Work to complete: In the text about Mar's family dispute, who accessed her phone without permission?
::: Source passage
An 18-year-old woman posting under the name Mar recently described a situation that started with a relative going through her phone without permission and ended with multiple family members directing racial slurs at her over who she chooses to spend time with. Her account, shared across two Reddit communities in late 2024, details a sequence that many young adults will recognize in outline: a private boundary gets violated, the fallout exposes uglier problems that were already simmering, and the people responsible for the violation face less scrutiny than the person whose privacy was breached.
Mar’s story is anonymous and unverified, but the dynamics she describes — unauthorized device access weaponized inside families, and racism deployed as a control tactic — are well-documented patterns that therapists, legal experts, and civil rights advocates have been raising alarms about for years.
What Mar describes: unauthorized access, then retaliation
In her initial post, Mar writes that a niece accessed her phone without permission, then sent screenshots and private messages to other family members, exposing a relationship Mar had deliberately kept quiet. She says she had hidden the situation because she anticipated exactly the reaction that followed: judgment, hostility, and racial insults aimed at both her and the people in the leaked conversations.
In a follow-up thread posted to a separate advice community, Mar describes older relatives mocking the physical appearance of a man visible in one of the screenshots, using language that blended racialized stereotypes with body shaming. When she objected to the slurs, she says the family reframed the conflict as her fault for associating with the “wrong” people.
Mar’s posts do not name specific family members beyond the niece, and her account has not been independently confirmed. But the pattern she lays out — a privacy violation that becomes leverage, followed by racist language used to enforce conformity — is one that family therapists say they encounter regularly.
The legal reality of unauthorized phone access
What Mar calls her phone being “hacked” more precisely describes unauthorized access to a personal device. The distinction matters, because both carry potential legal consequences. Under the federal Computer Fraud and Abuse Act (CFAA), accessing someone’s device or accounts without authorization can constitute a criminal offense, even when the person doing it is a family member. Many states have their own statutes that go further. According to the National Conference of State Legislatures, all 50 states have enacted computer crime laws, and several explicitly cover unauthorized access to personal devices regardless of whether the device was physically locked.
In practice, enforcement within families is rare. But the legal framework exists, and attorneys who work in digital privacy say that young adults are increasingly asking about their options. The core principle is straightforward: an unlocked phone is not an invitation, just as an unlocked front door is not consent to enter.
::::::
::: Data to examine
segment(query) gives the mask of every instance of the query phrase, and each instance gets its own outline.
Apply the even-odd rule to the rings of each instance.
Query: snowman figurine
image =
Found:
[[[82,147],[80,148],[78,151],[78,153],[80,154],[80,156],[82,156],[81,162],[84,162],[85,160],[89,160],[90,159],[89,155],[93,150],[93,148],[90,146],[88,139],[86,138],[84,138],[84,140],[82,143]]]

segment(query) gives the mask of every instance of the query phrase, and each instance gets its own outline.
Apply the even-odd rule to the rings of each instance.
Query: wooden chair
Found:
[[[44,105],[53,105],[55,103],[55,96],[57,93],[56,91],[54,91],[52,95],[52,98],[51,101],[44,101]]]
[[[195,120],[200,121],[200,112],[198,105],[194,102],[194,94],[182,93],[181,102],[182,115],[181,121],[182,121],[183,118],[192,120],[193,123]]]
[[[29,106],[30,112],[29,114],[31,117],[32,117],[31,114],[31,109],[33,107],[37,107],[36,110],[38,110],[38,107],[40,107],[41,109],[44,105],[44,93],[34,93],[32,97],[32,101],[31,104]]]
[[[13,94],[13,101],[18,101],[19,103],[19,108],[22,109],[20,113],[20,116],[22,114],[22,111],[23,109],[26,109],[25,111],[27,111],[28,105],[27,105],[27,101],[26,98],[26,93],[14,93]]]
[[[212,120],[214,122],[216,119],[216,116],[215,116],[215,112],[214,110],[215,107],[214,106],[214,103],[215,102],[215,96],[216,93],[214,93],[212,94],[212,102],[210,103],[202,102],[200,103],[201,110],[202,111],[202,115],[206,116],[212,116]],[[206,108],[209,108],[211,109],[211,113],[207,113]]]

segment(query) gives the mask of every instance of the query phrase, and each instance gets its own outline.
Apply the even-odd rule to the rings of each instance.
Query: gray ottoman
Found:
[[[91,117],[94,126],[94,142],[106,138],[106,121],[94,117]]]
::::::
Exercise result: Her niece.